=== Tasks to perform ===
(a) Echo the excerpt on Olmsted Falls High School word for word, giving everything from "Olmsted Falls High School is" down to "to student success.".
(b) In the excerpt on Olmsted Falls High School, recast the paragraph beginning "Olmsted Falls High School is a public high school" as a bulleted list that keeps its main facts.
(c) Using the excerpt on Olmsted Falls High School, decide whether each statement agrees with it, answering yes or no and quoting the deciding words: (i) The school was established in 1967. (ii) The school's colors are red and white. (iii) The school's athletic teams compete in the Southwestern Conference.

Olmsted Falls High School is a public high school located in Olmsted Falls, Ohio, serving grades 9 through 12. Established in 1967, the school is part of the Olmsted Falls City School District and is a member of the Southwestern Conference. The school's colors are navy blue and gold, and its mascot is the Bulldog.

== Academics ==
Olmsted Falls High School offers a broad array of academic programs, including Advanced Placement (AP) courses, honors classes, and career-focused learning options. The school is recognized for its high standards of academic achievement and its commitment to student success.

== Athletics ==
Olmsted Falls High School has a rich tradition in athletics, with many state championships across various sports. The school’s athletic teams, known as the Bulldogs, compete in the Southwestern Conference.

=== Data shown ===
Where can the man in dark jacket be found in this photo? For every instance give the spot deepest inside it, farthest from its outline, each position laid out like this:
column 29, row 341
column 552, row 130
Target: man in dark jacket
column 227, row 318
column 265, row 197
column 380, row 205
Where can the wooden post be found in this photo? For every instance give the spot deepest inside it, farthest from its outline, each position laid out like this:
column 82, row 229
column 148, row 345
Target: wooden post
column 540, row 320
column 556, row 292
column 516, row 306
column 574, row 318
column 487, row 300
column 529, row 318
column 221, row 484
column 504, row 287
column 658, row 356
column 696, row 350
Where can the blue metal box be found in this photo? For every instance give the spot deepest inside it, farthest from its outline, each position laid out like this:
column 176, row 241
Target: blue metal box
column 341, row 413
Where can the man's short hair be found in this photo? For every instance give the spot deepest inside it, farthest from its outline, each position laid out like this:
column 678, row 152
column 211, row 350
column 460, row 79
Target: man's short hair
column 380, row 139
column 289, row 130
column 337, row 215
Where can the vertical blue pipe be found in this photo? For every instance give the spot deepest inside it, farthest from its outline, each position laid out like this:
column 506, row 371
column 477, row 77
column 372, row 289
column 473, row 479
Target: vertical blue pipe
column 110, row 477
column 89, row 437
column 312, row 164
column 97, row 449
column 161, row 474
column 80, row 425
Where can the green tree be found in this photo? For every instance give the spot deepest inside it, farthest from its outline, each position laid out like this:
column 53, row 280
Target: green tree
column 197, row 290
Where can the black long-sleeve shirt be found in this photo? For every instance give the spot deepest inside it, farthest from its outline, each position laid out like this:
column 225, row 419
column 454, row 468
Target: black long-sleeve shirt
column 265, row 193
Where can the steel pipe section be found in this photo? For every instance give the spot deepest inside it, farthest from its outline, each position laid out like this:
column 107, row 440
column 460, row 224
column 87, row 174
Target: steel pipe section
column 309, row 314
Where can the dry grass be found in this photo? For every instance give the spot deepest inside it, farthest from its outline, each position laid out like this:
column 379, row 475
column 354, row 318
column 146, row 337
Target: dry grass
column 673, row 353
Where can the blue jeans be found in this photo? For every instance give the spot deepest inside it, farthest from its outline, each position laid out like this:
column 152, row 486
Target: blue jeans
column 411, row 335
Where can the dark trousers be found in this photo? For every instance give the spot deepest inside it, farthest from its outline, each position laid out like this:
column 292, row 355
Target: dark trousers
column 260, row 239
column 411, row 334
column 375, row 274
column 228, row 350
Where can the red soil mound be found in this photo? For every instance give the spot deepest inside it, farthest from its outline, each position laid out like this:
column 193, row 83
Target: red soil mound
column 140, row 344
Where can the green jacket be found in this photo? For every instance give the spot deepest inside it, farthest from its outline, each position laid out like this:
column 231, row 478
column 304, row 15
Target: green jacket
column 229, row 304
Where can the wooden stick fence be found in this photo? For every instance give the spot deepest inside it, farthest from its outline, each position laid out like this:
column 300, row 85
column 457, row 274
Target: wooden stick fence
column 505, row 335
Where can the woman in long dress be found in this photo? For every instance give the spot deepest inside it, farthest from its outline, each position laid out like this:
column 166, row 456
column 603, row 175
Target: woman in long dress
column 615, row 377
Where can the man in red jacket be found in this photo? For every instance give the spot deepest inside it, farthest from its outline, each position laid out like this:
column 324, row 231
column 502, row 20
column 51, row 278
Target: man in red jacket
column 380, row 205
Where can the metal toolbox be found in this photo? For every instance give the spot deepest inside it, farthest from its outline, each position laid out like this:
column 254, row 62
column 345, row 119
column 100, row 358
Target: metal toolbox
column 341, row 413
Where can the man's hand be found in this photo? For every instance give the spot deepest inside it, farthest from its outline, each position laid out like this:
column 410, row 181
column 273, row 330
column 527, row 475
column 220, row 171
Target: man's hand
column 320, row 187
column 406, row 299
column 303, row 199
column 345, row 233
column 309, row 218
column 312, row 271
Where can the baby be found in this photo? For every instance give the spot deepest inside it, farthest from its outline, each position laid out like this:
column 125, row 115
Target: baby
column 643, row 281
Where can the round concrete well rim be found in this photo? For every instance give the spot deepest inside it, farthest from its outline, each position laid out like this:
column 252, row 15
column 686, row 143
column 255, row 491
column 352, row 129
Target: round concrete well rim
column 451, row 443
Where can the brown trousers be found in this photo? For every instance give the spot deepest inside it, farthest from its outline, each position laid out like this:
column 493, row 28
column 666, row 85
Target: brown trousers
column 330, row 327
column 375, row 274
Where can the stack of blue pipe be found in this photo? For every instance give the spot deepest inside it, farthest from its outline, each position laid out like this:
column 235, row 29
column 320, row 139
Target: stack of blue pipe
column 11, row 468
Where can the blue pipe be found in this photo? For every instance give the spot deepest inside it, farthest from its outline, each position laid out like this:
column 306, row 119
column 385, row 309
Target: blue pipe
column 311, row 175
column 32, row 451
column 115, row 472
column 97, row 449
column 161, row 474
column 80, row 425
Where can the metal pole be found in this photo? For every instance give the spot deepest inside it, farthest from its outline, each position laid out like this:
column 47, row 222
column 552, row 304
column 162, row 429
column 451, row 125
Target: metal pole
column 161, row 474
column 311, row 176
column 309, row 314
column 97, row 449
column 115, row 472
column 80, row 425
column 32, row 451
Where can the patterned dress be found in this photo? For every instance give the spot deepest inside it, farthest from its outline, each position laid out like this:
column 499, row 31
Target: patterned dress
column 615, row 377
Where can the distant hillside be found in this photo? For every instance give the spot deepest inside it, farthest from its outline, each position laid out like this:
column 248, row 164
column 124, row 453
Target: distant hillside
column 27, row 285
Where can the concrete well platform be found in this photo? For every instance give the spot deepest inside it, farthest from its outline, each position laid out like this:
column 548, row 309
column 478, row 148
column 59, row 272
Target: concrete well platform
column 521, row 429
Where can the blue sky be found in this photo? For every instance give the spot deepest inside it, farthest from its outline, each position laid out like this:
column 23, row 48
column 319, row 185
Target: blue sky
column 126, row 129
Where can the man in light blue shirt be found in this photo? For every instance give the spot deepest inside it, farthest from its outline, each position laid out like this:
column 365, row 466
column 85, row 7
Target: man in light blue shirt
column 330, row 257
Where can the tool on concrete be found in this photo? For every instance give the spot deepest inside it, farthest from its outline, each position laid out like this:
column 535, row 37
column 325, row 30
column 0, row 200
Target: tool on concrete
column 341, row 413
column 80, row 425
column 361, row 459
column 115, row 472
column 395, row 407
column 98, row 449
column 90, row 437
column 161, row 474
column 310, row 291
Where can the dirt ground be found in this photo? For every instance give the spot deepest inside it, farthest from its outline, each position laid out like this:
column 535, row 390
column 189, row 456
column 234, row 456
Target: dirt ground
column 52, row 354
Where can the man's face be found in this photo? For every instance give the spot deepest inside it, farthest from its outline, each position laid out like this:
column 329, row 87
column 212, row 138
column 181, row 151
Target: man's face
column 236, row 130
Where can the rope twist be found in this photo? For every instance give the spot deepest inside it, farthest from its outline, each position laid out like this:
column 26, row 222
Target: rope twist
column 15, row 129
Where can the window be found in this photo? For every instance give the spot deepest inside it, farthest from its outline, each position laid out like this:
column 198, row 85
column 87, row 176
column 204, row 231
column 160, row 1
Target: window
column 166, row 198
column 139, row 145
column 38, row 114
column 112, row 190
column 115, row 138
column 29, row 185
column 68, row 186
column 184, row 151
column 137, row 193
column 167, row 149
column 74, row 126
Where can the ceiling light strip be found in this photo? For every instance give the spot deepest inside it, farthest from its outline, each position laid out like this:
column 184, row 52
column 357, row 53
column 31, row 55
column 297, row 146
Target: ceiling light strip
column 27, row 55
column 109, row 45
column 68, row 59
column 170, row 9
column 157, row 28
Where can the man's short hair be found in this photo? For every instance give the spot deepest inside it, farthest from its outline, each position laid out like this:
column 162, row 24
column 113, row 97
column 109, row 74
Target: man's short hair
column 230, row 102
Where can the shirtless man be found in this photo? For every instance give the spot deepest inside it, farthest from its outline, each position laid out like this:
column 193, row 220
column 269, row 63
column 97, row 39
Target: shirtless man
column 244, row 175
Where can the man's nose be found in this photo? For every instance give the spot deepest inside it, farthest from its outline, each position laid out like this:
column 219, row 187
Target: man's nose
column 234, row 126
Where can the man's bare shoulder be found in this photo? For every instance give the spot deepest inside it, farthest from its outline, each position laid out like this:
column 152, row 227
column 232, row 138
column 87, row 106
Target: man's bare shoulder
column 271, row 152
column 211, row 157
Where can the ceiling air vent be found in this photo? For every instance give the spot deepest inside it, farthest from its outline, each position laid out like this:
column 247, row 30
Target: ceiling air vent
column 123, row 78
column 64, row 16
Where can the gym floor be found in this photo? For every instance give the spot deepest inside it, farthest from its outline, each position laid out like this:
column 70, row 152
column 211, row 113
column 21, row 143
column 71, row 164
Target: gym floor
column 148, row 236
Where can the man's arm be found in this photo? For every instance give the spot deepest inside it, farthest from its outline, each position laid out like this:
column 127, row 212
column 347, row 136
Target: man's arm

=== Full answers ===
(a)
Olmsted Falls High School is a public high school located in Olmsted Falls, Ohio, serving grades 9 through 12. Established in 1967, the school is part of the Olmsted Falls City School District and is a member of the Southwestern Conference. The school's colors are navy blue and gold, and its mascot is the Bulldog.

== Academics ==
Olmsted Falls High School offers a broad array of academic programs, including Advanced Placement (AP) courses, honors classes, and career-focused learning options. The school is recognized for its high standards of academic achievement and its commitment to student success.

(b)
- Public high school in Olmsted Falls, Ohio, serving grades 9 through 12
- Established in 1967
- Part of the Olmsted Falls City School District
- Member of the Southwestern Conference
- Colors: navy blue and gold
- Mascot: the Bulldog

(c)
(i) Yes: "Established in 1967"
(ii) No: "The school's colors are navy blue and gold"
(iii) Yes: "The school’s athletic teams, known as the Bulldogs, compete in the Southwestern Conference"